ROWS =>
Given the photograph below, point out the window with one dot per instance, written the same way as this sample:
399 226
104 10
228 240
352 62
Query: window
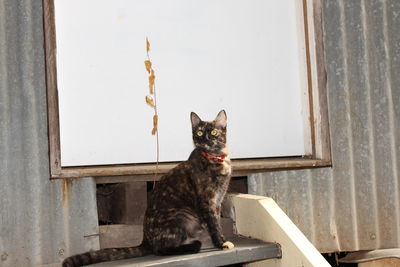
261 62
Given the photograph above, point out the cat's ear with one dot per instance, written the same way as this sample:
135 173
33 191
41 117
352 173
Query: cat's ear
195 119
221 120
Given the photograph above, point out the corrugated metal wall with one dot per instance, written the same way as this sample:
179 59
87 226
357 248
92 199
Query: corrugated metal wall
355 204
39 219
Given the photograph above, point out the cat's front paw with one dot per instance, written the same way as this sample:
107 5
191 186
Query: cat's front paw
228 245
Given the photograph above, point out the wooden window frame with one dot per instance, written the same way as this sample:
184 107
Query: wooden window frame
317 104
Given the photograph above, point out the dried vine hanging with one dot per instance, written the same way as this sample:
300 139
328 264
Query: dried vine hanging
151 100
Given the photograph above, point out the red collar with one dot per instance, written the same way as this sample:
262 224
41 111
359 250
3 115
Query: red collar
216 158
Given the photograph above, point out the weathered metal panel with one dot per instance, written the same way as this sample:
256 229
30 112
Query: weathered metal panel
39 219
355 204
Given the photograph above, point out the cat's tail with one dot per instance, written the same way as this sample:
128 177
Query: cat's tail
107 254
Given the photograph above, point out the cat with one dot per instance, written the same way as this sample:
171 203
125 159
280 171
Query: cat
184 203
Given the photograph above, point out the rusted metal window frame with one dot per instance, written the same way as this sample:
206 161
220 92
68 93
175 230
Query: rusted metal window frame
317 103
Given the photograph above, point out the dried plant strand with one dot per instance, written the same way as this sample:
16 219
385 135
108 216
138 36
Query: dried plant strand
150 101
147 63
147 45
152 78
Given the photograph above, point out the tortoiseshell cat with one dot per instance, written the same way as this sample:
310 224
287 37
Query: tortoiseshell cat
184 203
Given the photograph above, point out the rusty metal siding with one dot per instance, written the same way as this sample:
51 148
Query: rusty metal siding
39 219
355 204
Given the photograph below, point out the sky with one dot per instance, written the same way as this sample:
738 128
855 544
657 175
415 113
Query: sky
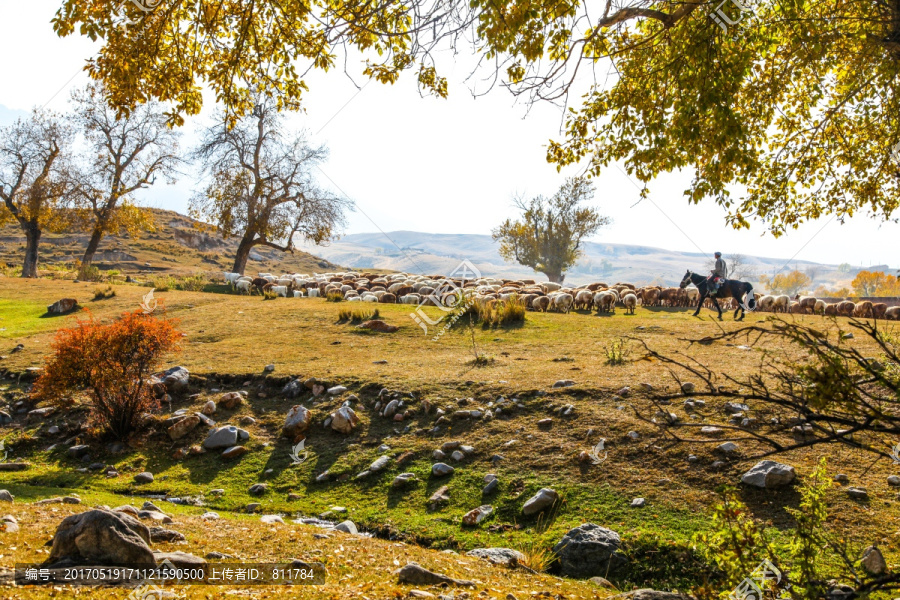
434 165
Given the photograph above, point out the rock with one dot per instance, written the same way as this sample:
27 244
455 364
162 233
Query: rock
728 448
235 452
379 326
403 480
477 515
222 437
230 400
103 538
175 379
589 551
873 562
183 427
769 474
416 575
440 497
63 306
160 534
498 556
540 501
296 422
347 527
181 560
78 451
379 464
145 477
344 420
858 493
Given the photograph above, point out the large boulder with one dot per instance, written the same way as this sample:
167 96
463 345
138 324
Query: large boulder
769 474
223 437
63 306
102 537
175 379
296 422
588 551
540 501
344 420
183 427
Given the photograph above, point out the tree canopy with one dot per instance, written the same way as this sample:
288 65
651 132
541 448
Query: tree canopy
783 111
548 236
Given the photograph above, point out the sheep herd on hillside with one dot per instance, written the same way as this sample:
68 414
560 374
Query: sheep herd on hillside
404 288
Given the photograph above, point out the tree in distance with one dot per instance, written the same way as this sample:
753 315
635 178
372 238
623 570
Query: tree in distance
549 234
261 186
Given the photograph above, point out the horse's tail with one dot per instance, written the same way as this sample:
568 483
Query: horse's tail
751 302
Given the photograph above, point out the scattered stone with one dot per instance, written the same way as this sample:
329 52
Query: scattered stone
441 470
498 556
347 527
417 575
873 561
296 422
477 515
589 551
858 493
258 488
769 474
235 452
440 497
145 477
540 501
102 537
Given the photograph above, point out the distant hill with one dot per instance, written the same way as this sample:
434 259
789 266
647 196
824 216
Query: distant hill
419 252
180 245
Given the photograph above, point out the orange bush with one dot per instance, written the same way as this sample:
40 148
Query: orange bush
112 364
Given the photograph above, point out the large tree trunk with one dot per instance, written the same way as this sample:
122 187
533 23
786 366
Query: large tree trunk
32 239
243 253
91 249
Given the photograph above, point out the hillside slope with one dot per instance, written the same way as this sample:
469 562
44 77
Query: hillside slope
179 245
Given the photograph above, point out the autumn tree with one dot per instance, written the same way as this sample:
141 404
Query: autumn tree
34 178
126 153
112 363
794 103
787 283
549 234
261 186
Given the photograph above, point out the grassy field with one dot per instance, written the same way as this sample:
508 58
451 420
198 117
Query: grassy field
229 340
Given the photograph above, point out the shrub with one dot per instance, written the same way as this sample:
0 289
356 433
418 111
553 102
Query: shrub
112 363
357 315
103 294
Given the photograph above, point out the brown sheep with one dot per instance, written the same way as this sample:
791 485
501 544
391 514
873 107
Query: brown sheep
845 308
863 310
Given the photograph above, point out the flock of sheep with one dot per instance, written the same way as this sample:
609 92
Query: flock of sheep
404 288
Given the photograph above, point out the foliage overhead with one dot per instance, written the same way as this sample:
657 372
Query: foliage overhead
783 111
112 362
549 235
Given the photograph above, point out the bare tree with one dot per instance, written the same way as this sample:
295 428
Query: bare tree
261 185
126 153
34 178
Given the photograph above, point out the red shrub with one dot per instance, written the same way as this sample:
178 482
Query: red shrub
111 363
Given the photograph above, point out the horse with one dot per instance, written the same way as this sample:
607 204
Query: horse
731 288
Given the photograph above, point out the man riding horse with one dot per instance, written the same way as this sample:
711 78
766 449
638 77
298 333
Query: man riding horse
717 286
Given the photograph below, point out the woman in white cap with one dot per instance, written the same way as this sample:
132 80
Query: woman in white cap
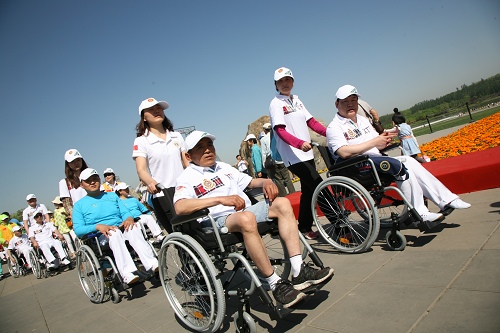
70 190
61 223
291 122
159 154
110 182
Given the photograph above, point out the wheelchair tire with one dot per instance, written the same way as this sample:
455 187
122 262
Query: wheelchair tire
345 215
190 282
14 268
35 264
90 274
395 240
248 324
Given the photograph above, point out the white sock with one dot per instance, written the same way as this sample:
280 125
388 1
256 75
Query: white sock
296 262
272 280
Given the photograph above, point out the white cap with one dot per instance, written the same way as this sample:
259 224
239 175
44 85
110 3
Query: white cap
346 91
87 173
72 155
147 103
281 73
250 136
57 200
108 170
195 136
121 186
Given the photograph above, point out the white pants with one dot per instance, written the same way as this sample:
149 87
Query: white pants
123 260
46 245
149 220
422 183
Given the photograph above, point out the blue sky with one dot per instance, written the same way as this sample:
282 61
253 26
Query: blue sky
72 73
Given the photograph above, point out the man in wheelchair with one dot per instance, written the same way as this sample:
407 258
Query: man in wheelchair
350 135
21 244
104 212
41 235
206 183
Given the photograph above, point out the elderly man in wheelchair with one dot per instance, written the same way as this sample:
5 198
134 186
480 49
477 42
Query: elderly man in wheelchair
350 135
207 183
103 213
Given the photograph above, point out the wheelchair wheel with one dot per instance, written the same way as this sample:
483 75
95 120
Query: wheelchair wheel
395 240
90 274
344 214
14 268
247 325
190 282
35 264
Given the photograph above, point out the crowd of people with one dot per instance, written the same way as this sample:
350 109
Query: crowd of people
186 169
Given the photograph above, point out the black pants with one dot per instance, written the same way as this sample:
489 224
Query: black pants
164 208
309 180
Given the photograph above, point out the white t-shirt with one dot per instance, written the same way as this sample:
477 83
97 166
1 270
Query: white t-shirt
344 132
203 182
74 193
294 116
29 213
163 157
42 232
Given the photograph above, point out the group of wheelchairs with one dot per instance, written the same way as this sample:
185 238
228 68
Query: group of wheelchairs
35 263
198 265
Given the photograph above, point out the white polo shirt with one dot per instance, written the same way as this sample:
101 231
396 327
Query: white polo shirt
163 156
204 182
344 132
294 116
43 232
74 193
29 213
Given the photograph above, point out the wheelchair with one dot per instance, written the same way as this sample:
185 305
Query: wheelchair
20 266
196 281
97 271
351 206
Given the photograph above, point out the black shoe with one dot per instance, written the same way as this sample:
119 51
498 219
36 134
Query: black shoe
285 293
309 276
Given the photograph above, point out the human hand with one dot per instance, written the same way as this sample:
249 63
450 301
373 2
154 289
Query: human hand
105 229
233 201
306 146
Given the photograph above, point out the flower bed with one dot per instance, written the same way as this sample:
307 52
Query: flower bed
480 135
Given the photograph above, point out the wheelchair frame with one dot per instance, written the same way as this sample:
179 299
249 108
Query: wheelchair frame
369 189
193 262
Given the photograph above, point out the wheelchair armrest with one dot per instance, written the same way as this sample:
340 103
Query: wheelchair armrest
349 162
181 219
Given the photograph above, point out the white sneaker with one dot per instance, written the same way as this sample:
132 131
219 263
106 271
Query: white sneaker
459 204
431 217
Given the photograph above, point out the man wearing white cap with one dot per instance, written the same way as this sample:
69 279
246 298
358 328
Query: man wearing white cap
30 211
349 135
21 243
104 212
219 187
159 154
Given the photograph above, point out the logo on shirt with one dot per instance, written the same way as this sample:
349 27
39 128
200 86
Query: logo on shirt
207 186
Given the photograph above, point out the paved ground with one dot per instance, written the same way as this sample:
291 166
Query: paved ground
444 281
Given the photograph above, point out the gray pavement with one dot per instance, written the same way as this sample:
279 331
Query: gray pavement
444 281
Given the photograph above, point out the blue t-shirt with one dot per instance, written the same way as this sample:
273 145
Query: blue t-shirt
106 208
135 207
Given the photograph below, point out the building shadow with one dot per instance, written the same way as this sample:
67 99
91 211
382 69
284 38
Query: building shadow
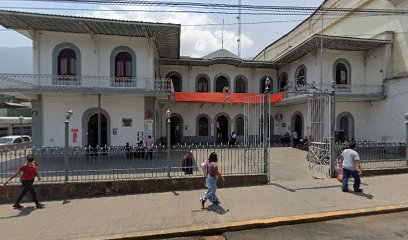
363 194
217 209
21 212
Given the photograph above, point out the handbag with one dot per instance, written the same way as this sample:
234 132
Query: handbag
340 175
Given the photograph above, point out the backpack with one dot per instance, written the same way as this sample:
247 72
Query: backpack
204 168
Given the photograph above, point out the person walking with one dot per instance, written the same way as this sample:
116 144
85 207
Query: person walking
233 140
187 162
295 138
211 180
149 147
350 164
30 171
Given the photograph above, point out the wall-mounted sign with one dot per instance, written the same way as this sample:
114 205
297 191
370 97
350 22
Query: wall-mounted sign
74 134
127 122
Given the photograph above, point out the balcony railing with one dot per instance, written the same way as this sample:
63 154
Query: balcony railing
341 90
26 82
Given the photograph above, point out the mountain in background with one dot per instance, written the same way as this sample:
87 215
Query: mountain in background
16 60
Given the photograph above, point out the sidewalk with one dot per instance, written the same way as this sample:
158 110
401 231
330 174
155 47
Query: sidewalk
135 214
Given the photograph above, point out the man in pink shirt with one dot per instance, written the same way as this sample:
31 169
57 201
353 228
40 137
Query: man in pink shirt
29 170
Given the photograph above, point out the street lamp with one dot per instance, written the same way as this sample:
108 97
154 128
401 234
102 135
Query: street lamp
406 136
21 126
168 116
68 116
333 151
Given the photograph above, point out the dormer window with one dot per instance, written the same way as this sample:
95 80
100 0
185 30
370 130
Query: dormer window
67 64
240 86
220 83
202 84
123 67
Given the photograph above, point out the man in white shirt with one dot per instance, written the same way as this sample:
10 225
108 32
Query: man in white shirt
349 161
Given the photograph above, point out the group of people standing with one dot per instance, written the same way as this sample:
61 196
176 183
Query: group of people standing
349 165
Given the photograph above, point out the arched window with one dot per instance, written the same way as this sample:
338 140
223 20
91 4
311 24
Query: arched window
203 126
123 65
66 63
283 82
341 74
345 127
220 83
263 84
176 80
240 85
301 76
240 126
202 84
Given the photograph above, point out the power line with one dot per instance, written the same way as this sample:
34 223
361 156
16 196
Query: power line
232 8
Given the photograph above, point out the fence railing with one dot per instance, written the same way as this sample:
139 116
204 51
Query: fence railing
293 90
118 163
72 82
377 154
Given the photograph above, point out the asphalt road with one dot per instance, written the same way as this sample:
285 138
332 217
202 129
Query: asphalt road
379 227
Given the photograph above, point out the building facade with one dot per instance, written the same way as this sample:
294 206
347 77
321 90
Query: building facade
114 76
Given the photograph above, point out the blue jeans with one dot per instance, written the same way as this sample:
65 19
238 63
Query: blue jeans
212 183
346 176
27 187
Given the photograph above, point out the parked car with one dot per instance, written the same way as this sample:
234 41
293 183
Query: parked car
16 141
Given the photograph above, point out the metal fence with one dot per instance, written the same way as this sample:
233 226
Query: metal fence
117 163
70 82
378 155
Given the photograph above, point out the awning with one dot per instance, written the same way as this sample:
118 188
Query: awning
234 98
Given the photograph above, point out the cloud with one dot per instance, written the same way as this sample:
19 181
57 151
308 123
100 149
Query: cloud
197 39
200 40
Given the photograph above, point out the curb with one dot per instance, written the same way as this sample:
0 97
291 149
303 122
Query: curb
218 229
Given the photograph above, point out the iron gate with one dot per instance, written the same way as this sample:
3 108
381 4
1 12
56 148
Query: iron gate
319 135
257 125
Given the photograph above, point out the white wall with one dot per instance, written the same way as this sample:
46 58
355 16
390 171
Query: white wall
366 69
95 53
118 107
189 76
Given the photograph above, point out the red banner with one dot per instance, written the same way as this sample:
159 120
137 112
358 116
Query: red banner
236 98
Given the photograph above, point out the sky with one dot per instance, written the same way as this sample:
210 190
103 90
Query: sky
201 33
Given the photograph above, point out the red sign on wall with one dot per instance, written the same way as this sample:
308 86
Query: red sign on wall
74 135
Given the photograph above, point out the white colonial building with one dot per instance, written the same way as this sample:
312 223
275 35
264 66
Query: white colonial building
113 75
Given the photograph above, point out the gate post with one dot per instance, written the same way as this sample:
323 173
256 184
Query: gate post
266 122
333 151
265 134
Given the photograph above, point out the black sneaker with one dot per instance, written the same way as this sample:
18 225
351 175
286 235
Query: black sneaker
17 206
39 205
202 201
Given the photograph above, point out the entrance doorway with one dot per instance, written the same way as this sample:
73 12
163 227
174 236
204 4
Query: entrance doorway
297 125
175 130
222 129
93 131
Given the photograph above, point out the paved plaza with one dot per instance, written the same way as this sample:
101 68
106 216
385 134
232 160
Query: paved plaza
292 192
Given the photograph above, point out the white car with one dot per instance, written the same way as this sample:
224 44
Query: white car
15 141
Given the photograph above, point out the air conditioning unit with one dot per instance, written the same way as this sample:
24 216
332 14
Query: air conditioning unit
278 116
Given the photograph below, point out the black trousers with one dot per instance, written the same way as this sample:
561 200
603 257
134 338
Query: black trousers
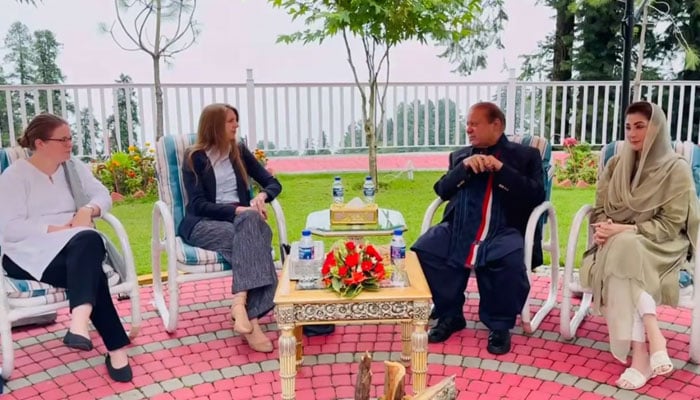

WHAT IS ASKED =>
Tally the lines of the records that contain the word "distant", treating uppercase and lowercase as distinct, and give only the number.

SOLUTION FOR THIS EXERCISE =>
2